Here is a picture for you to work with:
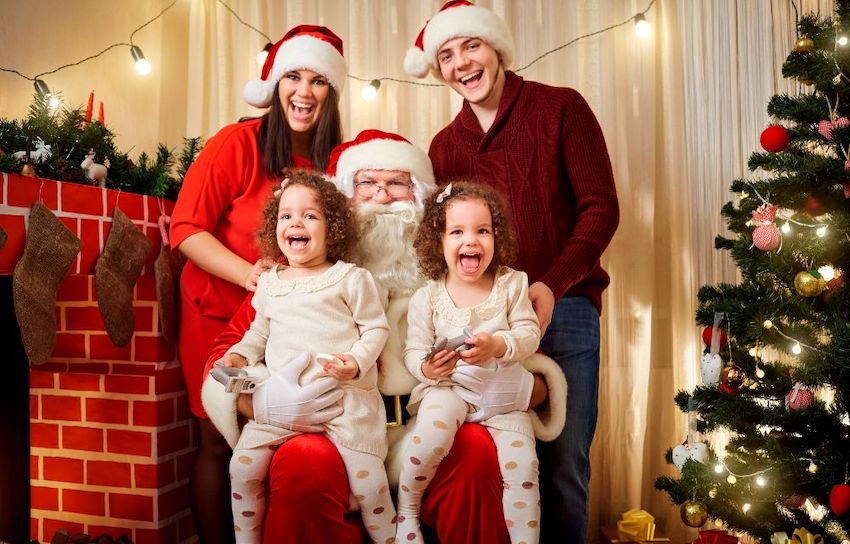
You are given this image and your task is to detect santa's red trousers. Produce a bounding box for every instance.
[263,423,510,544]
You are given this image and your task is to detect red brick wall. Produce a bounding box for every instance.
[0,174,195,544]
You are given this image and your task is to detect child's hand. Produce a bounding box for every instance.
[422,350,460,380]
[245,259,274,293]
[221,353,248,368]
[460,332,508,365]
[324,353,360,382]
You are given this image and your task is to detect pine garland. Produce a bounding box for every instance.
[0,95,203,200]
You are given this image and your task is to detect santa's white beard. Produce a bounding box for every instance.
[355,202,424,298]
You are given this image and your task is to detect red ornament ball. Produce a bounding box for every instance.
[702,325,729,349]
[829,484,850,516]
[759,125,791,153]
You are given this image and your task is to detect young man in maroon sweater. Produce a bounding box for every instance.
[404,0,619,544]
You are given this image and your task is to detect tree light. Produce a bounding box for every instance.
[257,43,274,72]
[32,79,50,96]
[635,13,652,38]
[360,79,381,102]
[130,45,151,76]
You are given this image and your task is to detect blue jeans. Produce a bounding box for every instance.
[537,296,599,544]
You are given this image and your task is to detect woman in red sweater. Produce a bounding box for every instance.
[171,25,347,543]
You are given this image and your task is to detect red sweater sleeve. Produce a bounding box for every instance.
[204,293,257,379]
[540,89,620,299]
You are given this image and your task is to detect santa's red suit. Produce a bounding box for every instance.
[204,131,566,544]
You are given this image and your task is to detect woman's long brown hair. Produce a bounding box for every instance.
[259,83,342,176]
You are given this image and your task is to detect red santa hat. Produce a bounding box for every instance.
[328,130,436,206]
[242,25,348,108]
[404,0,514,79]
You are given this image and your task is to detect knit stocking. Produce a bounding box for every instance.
[12,202,83,364]
[94,208,151,346]
[153,245,177,343]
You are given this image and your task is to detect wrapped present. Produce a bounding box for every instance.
[691,529,738,544]
[791,527,823,544]
[617,508,655,542]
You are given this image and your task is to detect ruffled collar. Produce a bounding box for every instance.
[428,266,515,327]
[261,261,354,296]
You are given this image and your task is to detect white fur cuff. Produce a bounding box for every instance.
[522,353,567,442]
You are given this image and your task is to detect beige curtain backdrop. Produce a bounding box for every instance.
[0,0,831,542]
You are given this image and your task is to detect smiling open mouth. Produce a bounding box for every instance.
[286,236,310,249]
[459,70,484,87]
[460,253,481,274]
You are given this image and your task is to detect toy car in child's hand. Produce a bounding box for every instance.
[422,327,474,363]
[210,364,257,393]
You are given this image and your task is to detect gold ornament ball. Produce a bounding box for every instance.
[679,501,708,528]
[794,36,815,53]
[720,363,747,389]
[794,271,826,297]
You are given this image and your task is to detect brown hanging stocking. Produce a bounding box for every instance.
[12,202,83,365]
[94,208,151,346]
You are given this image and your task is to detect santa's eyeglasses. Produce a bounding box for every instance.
[354,181,413,198]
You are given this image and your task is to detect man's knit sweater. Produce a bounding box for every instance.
[428,72,619,311]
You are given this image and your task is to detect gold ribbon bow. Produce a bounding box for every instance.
[617,508,655,541]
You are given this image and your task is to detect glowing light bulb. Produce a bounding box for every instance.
[818,265,835,281]
[360,79,381,102]
[635,13,652,38]
[130,45,151,76]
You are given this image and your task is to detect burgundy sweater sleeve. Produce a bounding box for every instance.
[540,89,620,300]
[204,293,257,379]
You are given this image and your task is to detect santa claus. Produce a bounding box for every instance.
[203,130,566,543]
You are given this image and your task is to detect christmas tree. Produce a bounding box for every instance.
[656,4,850,544]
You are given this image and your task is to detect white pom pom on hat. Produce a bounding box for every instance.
[404,0,514,79]
[242,25,348,108]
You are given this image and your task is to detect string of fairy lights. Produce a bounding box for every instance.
[0,0,656,109]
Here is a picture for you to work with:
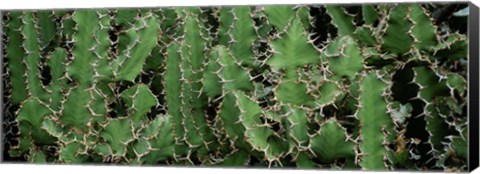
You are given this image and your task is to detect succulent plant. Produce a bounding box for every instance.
[2,4,468,171]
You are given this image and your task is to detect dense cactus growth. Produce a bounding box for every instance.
[2,4,468,171]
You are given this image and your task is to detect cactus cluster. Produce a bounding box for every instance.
[2,4,468,171]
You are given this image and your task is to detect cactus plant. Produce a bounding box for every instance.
[2,4,468,171]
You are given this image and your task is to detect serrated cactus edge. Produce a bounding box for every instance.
[2,4,468,171]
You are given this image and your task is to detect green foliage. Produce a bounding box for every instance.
[2,4,468,170]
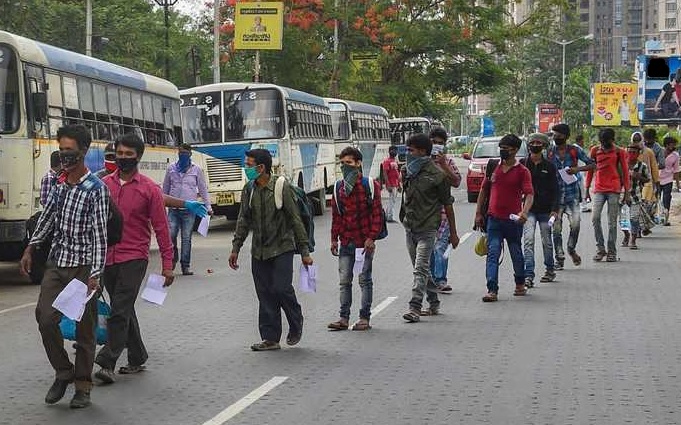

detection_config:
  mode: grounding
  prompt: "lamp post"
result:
[154,0,178,80]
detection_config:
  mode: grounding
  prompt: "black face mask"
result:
[59,151,81,168]
[116,158,137,173]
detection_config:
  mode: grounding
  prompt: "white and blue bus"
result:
[180,83,335,219]
[326,99,390,179]
[0,31,182,261]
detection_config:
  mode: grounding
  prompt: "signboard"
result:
[534,103,563,133]
[591,83,639,127]
[234,2,284,50]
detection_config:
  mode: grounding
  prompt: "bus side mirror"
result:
[31,93,47,122]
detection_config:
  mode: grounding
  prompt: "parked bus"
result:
[326,99,390,179]
[180,83,335,220]
[0,31,182,279]
[390,117,442,164]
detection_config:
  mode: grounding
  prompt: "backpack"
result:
[246,176,315,254]
[333,177,388,240]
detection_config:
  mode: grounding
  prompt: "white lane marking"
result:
[371,297,397,316]
[203,376,288,425]
[0,303,37,314]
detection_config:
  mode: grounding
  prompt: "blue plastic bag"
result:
[59,297,111,345]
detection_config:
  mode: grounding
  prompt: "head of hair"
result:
[50,151,61,168]
[430,127,447,142]
[407,133,433,155]
[499,134,523,149]
[338,146,362,161]
[246,149,272,174]
[116,133,144,159]
[57,124,92,152]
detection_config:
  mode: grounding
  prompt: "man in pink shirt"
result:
[95,134,174,384]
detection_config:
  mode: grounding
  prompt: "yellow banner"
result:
[591,83,639,127]
[234,2,284,50]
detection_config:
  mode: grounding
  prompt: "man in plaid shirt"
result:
[328,147,383,331]
[21,125,109,408]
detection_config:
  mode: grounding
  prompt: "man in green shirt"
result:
[400,134,459,323]
[229,149,312,351]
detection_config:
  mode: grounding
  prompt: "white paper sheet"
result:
[300,264,317,292]
[142,274,168,305]
[197,215,210,238]
[558,168,577,184]
[52,279,95,322]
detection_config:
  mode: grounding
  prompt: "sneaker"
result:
[539,270,556,283]
[95,367,116,384]
[45,379,71,404]
[69,390,92,409]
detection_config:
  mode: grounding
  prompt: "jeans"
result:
[553,199,582,261]
[407,229,440,311]
[251,251,303,342]
[430,222,449,286]
[168,209,195,269]
[486,217,525,294]
[385,187,397,221]
[591,193,620,254]
[95,260,149,369]
[338,244,374,320]
[523,212,556,279]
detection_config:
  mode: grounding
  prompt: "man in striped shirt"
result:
[21,125,109,408]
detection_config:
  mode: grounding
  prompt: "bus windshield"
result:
[329,103,350,140]
[224,89,285,142]
[0,45,19,134]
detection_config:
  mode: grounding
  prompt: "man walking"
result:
[586,128,630,262]
[400,133,459,323]
[21,125,109,408]
[475,134,534,302]
[95,134,174,384]
[521,133,559,288]
[381,146,402,223]
[547,124,595,270]
[328,147,383,331]
[163,143,213,276]
[229,149,312,351]
[430,127,461,294]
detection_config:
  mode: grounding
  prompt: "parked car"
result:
[463,137,527,202]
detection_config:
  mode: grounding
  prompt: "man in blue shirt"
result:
[548,124,596,270]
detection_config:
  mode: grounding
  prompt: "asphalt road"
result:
[0,160,681,425]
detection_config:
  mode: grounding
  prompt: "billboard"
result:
[636,55,681,124]
[591,83,639,127]
[234,2,284,50]
[534,103,563,133]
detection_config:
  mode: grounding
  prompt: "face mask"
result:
[116,158,137,173]
[244,166,261,181]
[59,151,81,168]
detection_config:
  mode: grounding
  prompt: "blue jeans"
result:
[523,213,555,279]
[430,222,449,286]
[591,193,620,254]
[486,217,525,294]
[407,229,440,311]
[168,209,195,269]
[338,244,374,320]
[553,199,582,261]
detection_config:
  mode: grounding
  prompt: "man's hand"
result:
[229,252,239,270]
[19,245,34,276]
[161,270,175,286]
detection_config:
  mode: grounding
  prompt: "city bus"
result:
[0,31,182,274]
[390,117,442,164]
[180,83,335,220]
[326,99,390,179]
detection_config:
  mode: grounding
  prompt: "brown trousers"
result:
[35,262,97,391]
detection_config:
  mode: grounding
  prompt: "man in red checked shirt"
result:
[328,147,383,331]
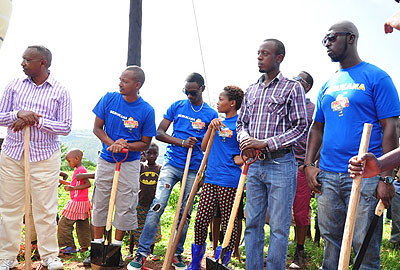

● ● ● ● ● ● ●

Repeat everything from the line that contains "wall. Produce a bounding box for every instance." down to the line that contains "[0,95,203,200]", swapping "detect" for "locate" wherever it appears and leaving the rest unchanged.

You are given this image and your task is to locate red brick wall. Produce a bounding box for every instance.
[0,174,195,544]
You are given this image and your task is to locate child's hand. Produce a bounding box for every instance.
[422,350,460,380]
[245,259,274,293]
[221,353,248,368]
[460,332,508,365]
[324,353,360,382]
You are given this image and your task is to locate pine garland. Produce a bounding box for every instance.
[0,95,203,200]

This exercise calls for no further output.